• What to work on: This task requires every entry to be set down again exactly.

• Available data:
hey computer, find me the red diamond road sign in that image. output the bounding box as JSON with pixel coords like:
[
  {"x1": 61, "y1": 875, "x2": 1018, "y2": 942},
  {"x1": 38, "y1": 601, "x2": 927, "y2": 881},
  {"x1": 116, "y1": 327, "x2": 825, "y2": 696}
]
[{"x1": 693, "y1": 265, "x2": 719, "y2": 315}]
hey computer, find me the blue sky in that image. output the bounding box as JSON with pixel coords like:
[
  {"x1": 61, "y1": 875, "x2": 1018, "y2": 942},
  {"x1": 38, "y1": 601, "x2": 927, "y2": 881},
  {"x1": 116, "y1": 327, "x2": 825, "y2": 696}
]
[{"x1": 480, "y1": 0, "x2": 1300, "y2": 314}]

• Exercise response:
hey computer, find me the red diamond road sign in that image. output the bounding box as JSON with pixel coords like:
[
  {"x1": 61, "y1": 875, "x2": 1018, "y2": 942},
  {"x1": 38, "y1": 601, "x2": 927, "y2": 881},
  {"x1": 116, "y1": 327, "x2": 825, "y2": 696}
]
[{"x1": 693, "y1": 265, "x2": 719, "y2": 315}]
hey computer, find me the blue sky in that image. output the bounding box as JSON with pixel coords like:
[
  {"x1": 61, "y1": 875, "x2": 1018, "y2": 942},
  {"x1": 38, "y1": 601, "x2": 927, "y2": 881},
  {"x1": 116, "y1": 327, "x2": 825, "y2": 696}
]
[{"x1": 480, "y1": 0, "x2": 1300, "y2": 314}]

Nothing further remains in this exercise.